::: Record extracts

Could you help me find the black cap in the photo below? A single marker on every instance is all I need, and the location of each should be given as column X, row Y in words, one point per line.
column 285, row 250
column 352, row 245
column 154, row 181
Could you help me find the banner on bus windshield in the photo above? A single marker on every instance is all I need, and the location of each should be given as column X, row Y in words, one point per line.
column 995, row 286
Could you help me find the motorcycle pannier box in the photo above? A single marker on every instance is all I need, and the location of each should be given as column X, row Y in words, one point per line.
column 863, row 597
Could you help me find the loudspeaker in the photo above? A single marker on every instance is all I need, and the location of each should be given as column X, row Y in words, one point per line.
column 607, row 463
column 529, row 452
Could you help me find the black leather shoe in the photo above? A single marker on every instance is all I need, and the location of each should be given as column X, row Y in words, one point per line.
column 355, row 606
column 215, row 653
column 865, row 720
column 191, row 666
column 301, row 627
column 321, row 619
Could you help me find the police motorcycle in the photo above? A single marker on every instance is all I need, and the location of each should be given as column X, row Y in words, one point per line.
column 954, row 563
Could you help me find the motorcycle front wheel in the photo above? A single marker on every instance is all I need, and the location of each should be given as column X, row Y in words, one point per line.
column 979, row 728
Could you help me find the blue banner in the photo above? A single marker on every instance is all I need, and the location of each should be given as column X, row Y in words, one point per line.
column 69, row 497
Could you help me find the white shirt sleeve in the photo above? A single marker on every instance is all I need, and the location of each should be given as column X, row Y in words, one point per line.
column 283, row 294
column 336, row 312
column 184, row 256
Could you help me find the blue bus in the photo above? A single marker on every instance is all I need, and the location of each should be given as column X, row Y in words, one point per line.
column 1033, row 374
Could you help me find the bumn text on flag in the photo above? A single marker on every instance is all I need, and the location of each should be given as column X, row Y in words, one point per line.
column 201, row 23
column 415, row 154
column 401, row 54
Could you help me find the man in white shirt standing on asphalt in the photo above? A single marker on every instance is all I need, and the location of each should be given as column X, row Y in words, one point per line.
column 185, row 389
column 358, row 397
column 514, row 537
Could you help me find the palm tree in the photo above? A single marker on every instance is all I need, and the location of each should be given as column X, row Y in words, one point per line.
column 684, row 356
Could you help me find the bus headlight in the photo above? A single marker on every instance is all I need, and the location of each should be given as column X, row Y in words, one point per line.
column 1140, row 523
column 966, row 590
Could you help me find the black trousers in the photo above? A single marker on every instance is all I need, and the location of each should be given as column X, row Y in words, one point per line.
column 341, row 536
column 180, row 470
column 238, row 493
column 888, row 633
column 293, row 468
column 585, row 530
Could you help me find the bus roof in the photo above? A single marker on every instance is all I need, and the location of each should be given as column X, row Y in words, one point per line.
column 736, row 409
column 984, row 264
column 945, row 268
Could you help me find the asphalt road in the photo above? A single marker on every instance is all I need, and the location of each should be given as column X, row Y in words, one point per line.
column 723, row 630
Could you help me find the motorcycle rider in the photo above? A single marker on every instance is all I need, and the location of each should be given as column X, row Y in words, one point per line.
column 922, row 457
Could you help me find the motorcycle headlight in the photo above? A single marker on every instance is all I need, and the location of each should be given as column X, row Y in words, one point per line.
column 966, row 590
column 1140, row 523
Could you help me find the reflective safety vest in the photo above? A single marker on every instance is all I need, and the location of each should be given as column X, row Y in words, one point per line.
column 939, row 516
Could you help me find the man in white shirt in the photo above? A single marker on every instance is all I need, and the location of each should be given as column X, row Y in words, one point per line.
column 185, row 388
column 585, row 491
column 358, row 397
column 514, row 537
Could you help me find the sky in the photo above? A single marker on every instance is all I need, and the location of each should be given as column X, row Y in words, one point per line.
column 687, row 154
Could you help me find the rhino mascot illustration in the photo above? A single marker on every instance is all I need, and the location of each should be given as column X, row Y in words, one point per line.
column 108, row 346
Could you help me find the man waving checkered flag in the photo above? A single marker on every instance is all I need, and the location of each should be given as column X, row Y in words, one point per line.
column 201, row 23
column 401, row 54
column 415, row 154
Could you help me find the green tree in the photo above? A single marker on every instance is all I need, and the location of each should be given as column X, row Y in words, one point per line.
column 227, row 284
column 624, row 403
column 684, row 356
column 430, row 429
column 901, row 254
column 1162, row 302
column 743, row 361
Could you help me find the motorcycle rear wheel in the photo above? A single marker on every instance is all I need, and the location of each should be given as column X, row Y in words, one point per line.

::::::

Work required
Copy these records out line for line, with no changes at all.

Answer for this exercise
Could you help me find the black cap in the photo below? A single marker on every instance is all I need, and the location of each should be given as column X, row Y in words, one point per line.
column 285, row 250
column 352, row 245
column 154, row 181
Could you help me find the banner on bus windshield in the photo above? A single marker on every instance is all I need, and the location of each should be given as column X, row Y in words, one point per line.
column 995, row 286
Could you help me find the motorcycle pannier box in the photo above? A single marker on every instance is all I need, and the location of each should be given as column X, row Y in words, one point per line.
column 863, row 597
Could you help me find the loudspeaker in the photo above? A single marker on every instance is all I need, and the location of each should be given as column X, row Y in words, one point per line.
column 607, row 463
column 529, row 452
Could you help me find the black leather shoe in the photo above? A single marker on every instance is all I need, and the location of each should be given as column X, row Y in words, one point per line.
column 355, row 606
column 215, row 653
column 865, row 720
column 191, row 666
column 301, row 627
column 321, row 619
Could you help me find the police motorcycle in the photo above? A single marker on every instance is all I need, and the location of each should be given as column X, row Y in words, one point per line.
column 954, row 563
Could you help me find the motorcycle front wheel in the photo above? A single marker on every instance is all I need, and the location of each should be given as column X, row Y in words, one point per line.
column 979, row 728
Could you help me find the blue banner in the photo above? A single marker on every instance is all I need, and the location of each should be given as column X, row Y in words, one point per line.
column 69, row 497
Could you help me find the white shirt sleeve in the photo above? A single marker on every instance is all I need, and the location of each should be given as column X, row Y in words, one point per line.
column 283, row 294
column 336, row 312
column 184, row 256
Could you help me find the blue bus in the photo above? A single marker on every instance is all I need, and the location of each should be given as column X, row Y in words, one point per line.
column 1033, row 374
Could you help me find the bumn text on flag in the photo above? A single marker on every instance is all I need, and the location of each should be given as column X, row Y in words, one point per line.
column 201, row 23
column 415, row 154
column 401, row 54
Could you help me find the man in white shirt standing on asphalt in the photo above? A single marker on every instance is all I need, and the location of each should be given as column X, row Y in words, one point per line.
column 185, row 389
column 358, row 397
column 514, row 537
Could you help me find the palm tree in the photo above? A single marker on every instance is all I need, and the location of each should be given as column X, row Y in words, one point per line.
column 684, row 356
Could you help me find the bus headlight in the photo above? A single marker on every instance is all I need, and the location of each should be given as column X, row Y in words, one point per line.
column 1140, row 523
column 966, row 590
Could you help me find the black trousers in the photo above? A single marker on every instance is all I need, and the location of each should be given as column X, row Y in words, one point per line.
column 341, row 536
column 180, row 470
column 238, row 493
column 888, row 633
column 293, row 468
column 585, row 530
Could you help me find the bus roof in the photo above? A single marker on every instance is all I need, and the location of each should be given as column X, row Y in words, one point per line.
column 736, row 409
column 984, row 264
column 945, row 268
Could you help me find the asphalt road in the photo above? A single marker on every instance is all I need, and the location of each should be given as column X, row Y in words, one point per line.
column 723, row 630
Could you help me find the motorcycle rider in the photo above? A single marker on every instance is all I need, and the location of each should be given as column X, row Y in words, one point per line.
column 922, row 457
Could you help me find the motorcycle headlight in the photo above? A single marker on every instance is all I need, and the location of each should be given as column X, row Y in words, one point per line.
column 966, row 590
column 1140, row 523
Could you help me find the reflective safety vest in the photo above? A single marker on every instance is all I need, and the location of each should be given as column X, row Y in words, one point per line.
column 939, row 516
Could you help me find the man in white shirt in the photo above? A single marker on every instance is all I need, and the location of each should be given as column X, row Y in words, one point per line.
column 185, row 388
column 585, row 491
column 358, row 397
column 514, row 537
Could you help me find the sky in the photo above? A single marker on every instance is all I need, and the location of each should be given as column X, row Y in words, one point per line.
column 687, row 154
Could you help me find the rhino mascot illustration in the photo above? A single marker on every instance is all I need, and the location of each should be given as column X, row Y in words, one point per line.
column 108, row 346
Could you help me find the man waving checkered flag in the photo above? A single marker on every instance is all I need, and the location of each should be given as column X, row Y in words, one point per line.
column 201, row 23
column 401, row 54
column 415, row 154
Could you help me find the green tree in the photo above? A single marker on every instance is all I need, and the location of each should be given as column X, row Y in words, one point per line.
column 227, row 284
column 624, row 403
column 684, row 356
column 430, row 429
column 901, row 254
column 1162, row 302
column 743, row 361
Could you help me find the motorcycle rear wheel in the photo above? A single marker on every instance is all I need, and the location of each should be given as column X, row Y in words, one point per line.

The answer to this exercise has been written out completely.